5 Things to Know about Your Patient with Dyslexia

A language disorder like dyslexia can have physical symptoms. Here are some common ones:

Headaches. Our students say that their brains are on fire. Because they have difficulty processing language, their brains have to work harder to make sense of input. Very quickly, they face processing overload. Some report recurrent headaches or migraines. The site of pain varies by individual. Young children may not recognize these as headaches.

Restlessness. This processing or cognitive overload often manifests in other ways. Some children may tap with their fingers or feet, fidget with objects at hand, or feel the urge to run around.

Anxiety. Put yourself in the child’s shoes. Imagine being in a fast-moving river. You struggle to keep your head above water, but often you go under, fighting for air. Just when you start to make sense of what had transpired, a barrage of new input comes crashing through, loosening your grip on the old. You cannot slow the torrent because language is all around us and is vital to everyday life. Stress, anxiety, helplessness, anger, and depression soon set in.

Stomach pains. This constant level of anxiety and struggle often leads to a wide range of clinical symptoms. Some of our young students have gastric problems, even ulcers. A small fraction of them throw up regularly. A handful would vomit violently before migraine onset.

□ □ □ □ □ □ □

EXPLORE THE MATERIAL
1. Transcribe the passage on dyslexia between "Stomach pains. This" and "before migraine onset.", inclusive.
2. In the passage on dyslexia, what recurring problem do some students report as a result of processing overload?
3. Write the next part of the passage on dyslexia, picking up after its final sentence.

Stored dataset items
□ □ □ □ □ □ □

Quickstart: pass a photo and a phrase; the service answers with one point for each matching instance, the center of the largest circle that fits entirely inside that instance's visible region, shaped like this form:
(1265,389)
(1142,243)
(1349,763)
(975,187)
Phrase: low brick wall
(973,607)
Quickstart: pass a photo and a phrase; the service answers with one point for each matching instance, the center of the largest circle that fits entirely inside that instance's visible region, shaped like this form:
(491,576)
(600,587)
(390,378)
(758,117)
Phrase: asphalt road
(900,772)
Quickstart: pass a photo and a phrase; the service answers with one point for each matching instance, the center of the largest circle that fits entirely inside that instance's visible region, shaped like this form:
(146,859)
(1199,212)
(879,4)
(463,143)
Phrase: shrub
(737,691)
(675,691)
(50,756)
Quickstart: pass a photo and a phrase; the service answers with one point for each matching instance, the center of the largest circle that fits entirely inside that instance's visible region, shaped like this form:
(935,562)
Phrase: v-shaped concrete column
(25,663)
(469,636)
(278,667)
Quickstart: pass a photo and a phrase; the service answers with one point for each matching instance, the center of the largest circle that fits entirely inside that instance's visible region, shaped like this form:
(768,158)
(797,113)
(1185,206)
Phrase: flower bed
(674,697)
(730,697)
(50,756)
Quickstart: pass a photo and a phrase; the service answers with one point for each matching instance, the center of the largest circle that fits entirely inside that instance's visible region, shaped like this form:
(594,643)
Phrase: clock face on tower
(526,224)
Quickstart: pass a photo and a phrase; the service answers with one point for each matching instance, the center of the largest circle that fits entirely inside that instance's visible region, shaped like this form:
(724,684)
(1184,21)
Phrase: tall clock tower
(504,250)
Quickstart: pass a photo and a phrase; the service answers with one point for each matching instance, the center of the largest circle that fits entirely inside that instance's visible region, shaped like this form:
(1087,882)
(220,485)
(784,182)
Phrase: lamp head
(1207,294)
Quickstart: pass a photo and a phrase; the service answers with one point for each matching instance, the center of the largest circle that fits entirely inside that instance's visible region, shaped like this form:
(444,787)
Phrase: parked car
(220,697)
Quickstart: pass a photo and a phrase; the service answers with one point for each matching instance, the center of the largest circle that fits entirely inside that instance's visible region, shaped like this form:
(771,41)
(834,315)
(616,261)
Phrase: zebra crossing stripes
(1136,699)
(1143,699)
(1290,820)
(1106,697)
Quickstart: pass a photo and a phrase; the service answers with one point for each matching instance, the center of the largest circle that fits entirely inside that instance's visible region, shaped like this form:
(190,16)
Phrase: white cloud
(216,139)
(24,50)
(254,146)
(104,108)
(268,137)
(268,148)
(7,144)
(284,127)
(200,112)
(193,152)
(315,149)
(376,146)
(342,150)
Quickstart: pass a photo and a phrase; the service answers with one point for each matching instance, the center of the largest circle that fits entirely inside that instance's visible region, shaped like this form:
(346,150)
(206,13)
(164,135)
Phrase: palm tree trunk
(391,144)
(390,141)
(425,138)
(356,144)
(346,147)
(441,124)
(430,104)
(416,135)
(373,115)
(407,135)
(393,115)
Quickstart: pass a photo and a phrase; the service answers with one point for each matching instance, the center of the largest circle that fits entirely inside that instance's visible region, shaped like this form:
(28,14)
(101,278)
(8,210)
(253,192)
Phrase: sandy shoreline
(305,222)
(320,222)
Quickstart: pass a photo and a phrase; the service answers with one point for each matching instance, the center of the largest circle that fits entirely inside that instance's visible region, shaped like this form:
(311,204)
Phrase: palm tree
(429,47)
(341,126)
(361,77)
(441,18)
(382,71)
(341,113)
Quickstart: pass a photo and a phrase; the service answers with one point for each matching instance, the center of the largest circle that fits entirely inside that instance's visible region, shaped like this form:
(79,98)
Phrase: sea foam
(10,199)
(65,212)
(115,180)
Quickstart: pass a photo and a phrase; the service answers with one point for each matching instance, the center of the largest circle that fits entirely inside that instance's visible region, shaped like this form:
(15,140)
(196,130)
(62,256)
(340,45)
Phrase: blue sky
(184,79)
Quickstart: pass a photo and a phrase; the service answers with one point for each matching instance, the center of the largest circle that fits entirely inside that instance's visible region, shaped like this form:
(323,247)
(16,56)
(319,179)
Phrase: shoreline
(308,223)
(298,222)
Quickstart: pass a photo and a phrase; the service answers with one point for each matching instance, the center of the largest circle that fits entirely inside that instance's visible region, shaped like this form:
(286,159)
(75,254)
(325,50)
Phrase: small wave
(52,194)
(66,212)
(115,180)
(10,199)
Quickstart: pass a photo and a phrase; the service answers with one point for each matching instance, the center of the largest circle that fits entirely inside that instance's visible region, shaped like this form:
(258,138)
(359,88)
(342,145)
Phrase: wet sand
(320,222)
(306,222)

□ □ □ □ □ □ □

RESULTS FOR THE EXERCISE
1.
Stomach pains. This constant level of anxiety and struggle often leads to a wide range of clinical symptoms. Some of our young students have gastric problems, even ulcers. A small fraction of them throw up regularly. A handful would vomit violently before migraine onset.

2. Recurrent headaches or migraines.

3.
Individual differences. In our 30 years of fieldwork, we find that the severity of symptoms does not necessarily reflect the severity of processing difficulties. Some children with mild processing problems get migraines while others with severe processing deficits do not. That’s why Dysolve calibrates processing difficulties objectively through evaluative tests.

Regardless of severity, these symptoms usually dissipate when processing difficulties are alleviated. Symptoms often disappear before all processing deficits are corrected.

Clinical symptoms, psychosocial effects and processing difficulties—they are all interrelated in unique ways in each person affected. That’s why correcting the root problem can change the whole child.